=== EXERCISE REQUIREMENTS ===
- a) In the blog post about moving to London, who has been offered a new role in London?
- b) Continue the blog post about moving to London, starting right after its last line about the Hellebores.

(EXCERPT PROVIDED)

London, here we come!

A trip to Fortnum and Mason with Christmas decorations had me laughing to myself about Love Actually

A trip to Fortnum and Mason pre-Christmas had me chuckling over the Love Actually scene

And so I find myself in England for a few days. House hunting. How on earth did that happen?

I liked these ivy balls along with the burst of colour behind them

I like these ivy balls, along with the burst of colour behind them

Out of the blue, Paul has been offered a new role in London. And after much consideration, we are on the move. I have a whole cocktail of emotions going on. Excited that I will be spending time close to family and old friends. Eager to visit all those English gardens and European cities. Cautiously looking forward to living in London for the first time in my life, with all that it has to offer.

Pink seemed to be the theme of the month. How lovely are these Hellebores?

(End EXCERPT PROVIDED)
(PROVIDED INFORMATION)

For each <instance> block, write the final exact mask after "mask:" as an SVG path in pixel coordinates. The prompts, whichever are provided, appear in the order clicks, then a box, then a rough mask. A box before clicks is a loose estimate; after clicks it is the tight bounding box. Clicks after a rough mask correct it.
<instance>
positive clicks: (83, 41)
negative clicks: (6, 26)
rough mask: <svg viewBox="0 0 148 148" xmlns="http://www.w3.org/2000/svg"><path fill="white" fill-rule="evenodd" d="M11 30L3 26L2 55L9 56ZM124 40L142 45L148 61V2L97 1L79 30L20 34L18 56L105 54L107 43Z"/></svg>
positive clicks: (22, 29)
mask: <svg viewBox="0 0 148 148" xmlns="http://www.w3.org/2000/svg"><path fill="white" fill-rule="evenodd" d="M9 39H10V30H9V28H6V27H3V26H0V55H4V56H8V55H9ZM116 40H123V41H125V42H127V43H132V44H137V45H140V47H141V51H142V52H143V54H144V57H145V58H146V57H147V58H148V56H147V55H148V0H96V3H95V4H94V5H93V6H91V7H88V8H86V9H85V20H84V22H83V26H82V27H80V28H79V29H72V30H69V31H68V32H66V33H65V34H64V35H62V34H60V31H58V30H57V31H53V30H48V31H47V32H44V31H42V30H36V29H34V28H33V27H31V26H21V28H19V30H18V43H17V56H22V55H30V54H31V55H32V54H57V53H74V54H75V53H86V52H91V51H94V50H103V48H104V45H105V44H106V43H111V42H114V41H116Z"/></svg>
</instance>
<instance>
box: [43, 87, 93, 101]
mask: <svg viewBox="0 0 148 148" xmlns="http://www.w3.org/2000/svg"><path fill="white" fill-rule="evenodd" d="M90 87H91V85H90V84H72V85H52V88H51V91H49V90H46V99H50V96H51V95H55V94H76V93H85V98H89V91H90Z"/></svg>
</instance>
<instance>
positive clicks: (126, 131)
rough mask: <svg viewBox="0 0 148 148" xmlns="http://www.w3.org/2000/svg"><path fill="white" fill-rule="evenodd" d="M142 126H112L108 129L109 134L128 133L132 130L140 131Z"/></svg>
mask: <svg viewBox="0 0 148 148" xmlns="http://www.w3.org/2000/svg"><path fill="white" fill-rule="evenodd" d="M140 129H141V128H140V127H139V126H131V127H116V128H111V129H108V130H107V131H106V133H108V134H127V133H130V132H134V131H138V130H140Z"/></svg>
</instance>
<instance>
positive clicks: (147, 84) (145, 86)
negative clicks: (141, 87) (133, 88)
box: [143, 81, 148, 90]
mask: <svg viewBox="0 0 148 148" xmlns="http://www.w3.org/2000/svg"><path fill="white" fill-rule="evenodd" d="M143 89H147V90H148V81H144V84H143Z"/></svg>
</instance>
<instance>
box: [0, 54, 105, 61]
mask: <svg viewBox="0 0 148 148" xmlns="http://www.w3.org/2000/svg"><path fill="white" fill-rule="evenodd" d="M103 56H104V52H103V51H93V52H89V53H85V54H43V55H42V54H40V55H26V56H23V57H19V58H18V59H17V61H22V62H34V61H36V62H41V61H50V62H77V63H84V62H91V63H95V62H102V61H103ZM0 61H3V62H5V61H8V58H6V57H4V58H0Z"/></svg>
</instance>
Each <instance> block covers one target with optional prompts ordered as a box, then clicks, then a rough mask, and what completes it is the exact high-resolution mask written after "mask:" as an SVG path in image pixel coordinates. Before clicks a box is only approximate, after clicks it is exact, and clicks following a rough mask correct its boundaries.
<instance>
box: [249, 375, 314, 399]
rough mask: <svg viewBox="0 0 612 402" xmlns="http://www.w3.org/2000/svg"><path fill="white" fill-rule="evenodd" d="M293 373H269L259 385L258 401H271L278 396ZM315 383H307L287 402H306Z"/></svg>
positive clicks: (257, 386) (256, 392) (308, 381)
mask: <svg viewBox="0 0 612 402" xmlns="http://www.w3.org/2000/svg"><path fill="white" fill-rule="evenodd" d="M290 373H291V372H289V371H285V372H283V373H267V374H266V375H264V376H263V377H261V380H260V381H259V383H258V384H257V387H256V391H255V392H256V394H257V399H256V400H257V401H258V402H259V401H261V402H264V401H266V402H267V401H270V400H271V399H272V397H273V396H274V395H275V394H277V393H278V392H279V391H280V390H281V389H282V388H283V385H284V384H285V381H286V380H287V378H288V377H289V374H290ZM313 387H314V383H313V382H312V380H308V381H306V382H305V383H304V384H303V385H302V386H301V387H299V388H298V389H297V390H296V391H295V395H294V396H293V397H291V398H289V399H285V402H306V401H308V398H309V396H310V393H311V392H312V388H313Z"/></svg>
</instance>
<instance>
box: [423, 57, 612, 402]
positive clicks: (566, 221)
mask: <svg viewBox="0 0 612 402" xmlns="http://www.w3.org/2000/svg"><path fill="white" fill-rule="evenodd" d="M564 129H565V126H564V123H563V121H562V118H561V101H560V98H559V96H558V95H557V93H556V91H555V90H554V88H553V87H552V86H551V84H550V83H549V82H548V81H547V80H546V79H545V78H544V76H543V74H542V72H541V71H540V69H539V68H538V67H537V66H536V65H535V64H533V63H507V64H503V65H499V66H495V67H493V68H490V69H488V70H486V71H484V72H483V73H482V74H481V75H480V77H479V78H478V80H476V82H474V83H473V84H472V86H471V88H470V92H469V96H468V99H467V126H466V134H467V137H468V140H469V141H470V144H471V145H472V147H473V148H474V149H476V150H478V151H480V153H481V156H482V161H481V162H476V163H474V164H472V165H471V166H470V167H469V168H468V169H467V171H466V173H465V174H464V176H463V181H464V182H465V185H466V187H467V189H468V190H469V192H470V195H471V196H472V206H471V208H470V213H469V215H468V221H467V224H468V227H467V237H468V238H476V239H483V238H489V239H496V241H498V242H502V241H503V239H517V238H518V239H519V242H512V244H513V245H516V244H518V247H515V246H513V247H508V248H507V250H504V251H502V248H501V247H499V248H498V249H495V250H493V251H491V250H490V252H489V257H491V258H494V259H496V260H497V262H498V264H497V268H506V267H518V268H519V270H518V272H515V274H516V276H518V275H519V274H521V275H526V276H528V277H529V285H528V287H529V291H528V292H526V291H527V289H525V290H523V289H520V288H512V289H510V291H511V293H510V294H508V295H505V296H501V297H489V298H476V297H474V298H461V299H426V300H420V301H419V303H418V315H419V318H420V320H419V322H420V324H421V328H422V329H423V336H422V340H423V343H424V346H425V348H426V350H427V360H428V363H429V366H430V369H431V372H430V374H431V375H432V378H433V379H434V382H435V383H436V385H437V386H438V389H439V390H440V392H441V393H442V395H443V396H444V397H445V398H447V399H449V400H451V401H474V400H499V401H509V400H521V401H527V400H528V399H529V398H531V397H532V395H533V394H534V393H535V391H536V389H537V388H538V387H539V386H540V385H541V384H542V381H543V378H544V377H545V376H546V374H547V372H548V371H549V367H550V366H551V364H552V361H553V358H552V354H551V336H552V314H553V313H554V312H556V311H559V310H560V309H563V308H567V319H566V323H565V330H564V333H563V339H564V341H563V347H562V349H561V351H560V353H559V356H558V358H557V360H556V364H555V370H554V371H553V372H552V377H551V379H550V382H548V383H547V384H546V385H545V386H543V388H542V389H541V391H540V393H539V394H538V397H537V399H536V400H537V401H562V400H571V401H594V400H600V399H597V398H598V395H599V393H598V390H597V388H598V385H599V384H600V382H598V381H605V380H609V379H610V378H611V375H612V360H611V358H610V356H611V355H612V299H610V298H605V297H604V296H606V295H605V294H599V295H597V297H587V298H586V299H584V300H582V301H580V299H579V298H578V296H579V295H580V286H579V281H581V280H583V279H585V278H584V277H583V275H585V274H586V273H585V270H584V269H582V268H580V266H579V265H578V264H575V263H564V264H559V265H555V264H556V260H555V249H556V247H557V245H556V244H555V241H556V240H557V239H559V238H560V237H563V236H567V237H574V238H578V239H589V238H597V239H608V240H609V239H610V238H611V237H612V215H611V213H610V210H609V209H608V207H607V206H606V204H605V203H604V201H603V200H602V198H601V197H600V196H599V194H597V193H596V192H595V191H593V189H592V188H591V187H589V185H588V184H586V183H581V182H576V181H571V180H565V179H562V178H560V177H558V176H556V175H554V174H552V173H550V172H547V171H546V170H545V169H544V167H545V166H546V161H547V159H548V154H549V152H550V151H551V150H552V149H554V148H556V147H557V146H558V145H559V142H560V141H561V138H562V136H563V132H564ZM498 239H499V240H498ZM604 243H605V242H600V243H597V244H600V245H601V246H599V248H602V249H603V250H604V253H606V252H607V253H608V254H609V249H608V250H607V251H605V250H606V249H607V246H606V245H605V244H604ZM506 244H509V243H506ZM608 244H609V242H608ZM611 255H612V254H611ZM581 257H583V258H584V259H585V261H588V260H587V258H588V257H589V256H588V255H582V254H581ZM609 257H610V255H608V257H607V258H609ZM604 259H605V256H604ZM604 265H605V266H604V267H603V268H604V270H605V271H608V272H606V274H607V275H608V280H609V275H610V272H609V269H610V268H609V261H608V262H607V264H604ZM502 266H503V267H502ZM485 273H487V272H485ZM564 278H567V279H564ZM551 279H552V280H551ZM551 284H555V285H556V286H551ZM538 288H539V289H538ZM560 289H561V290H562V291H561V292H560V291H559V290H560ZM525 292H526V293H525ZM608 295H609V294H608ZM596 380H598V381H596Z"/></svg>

(End PROVIDED INFORMATION)

=== RESPONSES IN ORDER ===
- a) Paul

- b)
Pink seemed to be the theme of the week. How lovely are these Hellebores?

But on the other hand, I have deep, deep sadness to be leaving Australia. A country that I have grown to love in a way that I never felt about England. Of distancing ourselves from all the wonderful friendships we have been so lucky to have made over the years. And a genuine fear of leaving blue skies behind.

Green walls look so much more 'right' to me in this damp environment

Green walls look so much more ‘right’ to me in this damp environment

This week we have awoken to fog, walked under grey cloud and dodged the rain, almost every day. I’m hoping I will soon slot straight back in again; after all, I did live in the UK for 33 years. But gosh, we are giving up so much in Sydney.

Citrus and bromeliads; almost as though I were still in Sydney

Citrus and bromeliads at The Chelsea Gardener; almost as though I were still in Sydney

November is probably not London at its best. Whilst relatively mild, it is past the romantic stage of autumn and on to the damp, mushy, tired looking beginnings of winter. Search as I might, it has been extremely difficult to find inspiring plantings of any kind. The one saving grace has been a very happy ten minutes at ‘The Chelsea Gardener’ nursery, before meeting a friend at ‘Bumpkin Garden Restaurant’.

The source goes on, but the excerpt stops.